REQUIREMENT. Return only the stretch of the material below that begins with the line containing "like [84, 73]." and ends with the line containing "# test: pointer emits one marker per instance of the tall", exactly; both of those lines belong to it.
** DATA EXTRACT follows **
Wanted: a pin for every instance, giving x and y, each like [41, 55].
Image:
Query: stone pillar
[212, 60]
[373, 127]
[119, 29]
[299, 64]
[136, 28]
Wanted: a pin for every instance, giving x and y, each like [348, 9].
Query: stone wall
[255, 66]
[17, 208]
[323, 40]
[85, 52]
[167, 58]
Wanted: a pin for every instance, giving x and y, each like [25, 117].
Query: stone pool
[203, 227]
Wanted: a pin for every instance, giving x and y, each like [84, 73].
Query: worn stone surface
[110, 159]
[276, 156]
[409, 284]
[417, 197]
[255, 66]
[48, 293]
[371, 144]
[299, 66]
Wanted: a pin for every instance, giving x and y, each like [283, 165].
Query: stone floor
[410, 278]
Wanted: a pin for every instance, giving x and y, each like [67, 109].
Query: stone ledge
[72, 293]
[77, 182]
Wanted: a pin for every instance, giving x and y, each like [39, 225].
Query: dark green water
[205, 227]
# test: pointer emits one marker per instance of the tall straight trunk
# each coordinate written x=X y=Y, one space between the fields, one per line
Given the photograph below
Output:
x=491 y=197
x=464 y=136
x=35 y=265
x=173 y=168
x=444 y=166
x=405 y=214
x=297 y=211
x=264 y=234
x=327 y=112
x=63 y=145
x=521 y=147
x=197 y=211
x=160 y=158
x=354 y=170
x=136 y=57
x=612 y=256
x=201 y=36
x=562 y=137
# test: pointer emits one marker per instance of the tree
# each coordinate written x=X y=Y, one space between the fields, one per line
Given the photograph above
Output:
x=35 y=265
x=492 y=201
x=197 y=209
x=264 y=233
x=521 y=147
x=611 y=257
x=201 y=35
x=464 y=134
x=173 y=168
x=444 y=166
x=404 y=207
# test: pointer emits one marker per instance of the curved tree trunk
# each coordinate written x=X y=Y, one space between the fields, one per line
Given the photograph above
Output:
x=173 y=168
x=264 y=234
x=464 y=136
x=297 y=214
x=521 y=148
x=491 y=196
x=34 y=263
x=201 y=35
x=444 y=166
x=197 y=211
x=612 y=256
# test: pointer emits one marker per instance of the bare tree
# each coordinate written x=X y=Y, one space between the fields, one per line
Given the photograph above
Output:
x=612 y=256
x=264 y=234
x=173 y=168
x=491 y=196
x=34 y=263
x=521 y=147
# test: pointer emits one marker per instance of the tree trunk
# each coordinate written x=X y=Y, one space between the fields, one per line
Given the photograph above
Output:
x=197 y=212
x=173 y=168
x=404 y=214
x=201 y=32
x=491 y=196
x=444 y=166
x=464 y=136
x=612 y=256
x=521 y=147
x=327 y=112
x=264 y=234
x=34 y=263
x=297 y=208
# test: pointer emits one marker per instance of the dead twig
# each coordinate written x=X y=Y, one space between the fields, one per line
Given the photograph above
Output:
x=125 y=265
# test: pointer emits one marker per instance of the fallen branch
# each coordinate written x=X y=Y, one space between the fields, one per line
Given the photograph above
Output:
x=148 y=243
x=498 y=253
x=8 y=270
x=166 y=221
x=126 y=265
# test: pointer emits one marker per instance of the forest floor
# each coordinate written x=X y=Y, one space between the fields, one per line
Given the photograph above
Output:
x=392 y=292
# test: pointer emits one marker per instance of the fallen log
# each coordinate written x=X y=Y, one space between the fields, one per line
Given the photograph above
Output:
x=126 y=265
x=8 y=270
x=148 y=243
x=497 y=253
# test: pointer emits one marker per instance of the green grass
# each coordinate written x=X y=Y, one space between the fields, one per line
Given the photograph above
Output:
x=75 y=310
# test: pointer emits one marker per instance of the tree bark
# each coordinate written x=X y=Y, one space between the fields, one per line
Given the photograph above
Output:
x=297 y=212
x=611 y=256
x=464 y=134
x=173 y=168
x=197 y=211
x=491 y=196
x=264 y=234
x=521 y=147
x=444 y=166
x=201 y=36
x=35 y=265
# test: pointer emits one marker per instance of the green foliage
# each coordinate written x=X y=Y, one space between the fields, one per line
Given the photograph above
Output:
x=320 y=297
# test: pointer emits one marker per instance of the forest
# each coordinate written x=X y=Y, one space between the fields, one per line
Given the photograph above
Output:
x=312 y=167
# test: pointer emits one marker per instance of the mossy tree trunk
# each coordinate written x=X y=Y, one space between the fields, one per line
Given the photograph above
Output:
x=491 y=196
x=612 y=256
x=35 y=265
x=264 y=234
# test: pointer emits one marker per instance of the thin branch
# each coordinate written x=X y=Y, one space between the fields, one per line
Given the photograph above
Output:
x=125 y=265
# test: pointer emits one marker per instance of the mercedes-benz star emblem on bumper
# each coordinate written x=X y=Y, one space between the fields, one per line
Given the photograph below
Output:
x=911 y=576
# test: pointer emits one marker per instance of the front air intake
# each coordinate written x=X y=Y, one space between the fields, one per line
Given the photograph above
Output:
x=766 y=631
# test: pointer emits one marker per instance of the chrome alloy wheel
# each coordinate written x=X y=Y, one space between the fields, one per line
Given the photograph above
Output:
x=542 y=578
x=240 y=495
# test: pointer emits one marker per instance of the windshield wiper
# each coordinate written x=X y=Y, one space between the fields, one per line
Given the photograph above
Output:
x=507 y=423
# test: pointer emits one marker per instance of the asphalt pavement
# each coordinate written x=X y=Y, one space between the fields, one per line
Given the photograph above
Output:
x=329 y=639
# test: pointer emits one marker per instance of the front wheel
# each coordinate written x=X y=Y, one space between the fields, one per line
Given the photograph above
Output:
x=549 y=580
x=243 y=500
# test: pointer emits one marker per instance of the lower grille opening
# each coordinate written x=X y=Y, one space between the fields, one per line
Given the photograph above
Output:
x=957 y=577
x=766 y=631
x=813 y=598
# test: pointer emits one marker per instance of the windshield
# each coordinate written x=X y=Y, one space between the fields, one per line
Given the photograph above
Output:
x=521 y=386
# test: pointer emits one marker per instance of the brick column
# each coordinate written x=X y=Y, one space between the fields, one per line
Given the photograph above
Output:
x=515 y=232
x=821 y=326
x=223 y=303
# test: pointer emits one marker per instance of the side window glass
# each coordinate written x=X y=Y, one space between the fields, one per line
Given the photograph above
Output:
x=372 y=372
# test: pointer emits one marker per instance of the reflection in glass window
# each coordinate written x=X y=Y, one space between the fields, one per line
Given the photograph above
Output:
** End of DATA EXTRACT **
SOLUTION BELOW.
Wanted: a pin for every instance, giving x and y, each like [84, 73].
Query: worn stone surface
[110, 159]
[276, 156]
[409, 284]
[417, 197]
[255, 66]
[48, 293]
[371, 144]
[299, 66]
Wanted: a pin for every instance, giving x and y, each like [283, 165].
Query: stone floor
[410, 278]
Wanted: a pin for every instance, giving x and y, each like [67, 109].
Query: stone ledge
[72, 293]
[77, 182]
Wanted: a pin for every instance, giving x and y, each like [39, 225].
Query: dark green water
[205, 227]
# test: pointer emits one marker per instance of the tall straight trunk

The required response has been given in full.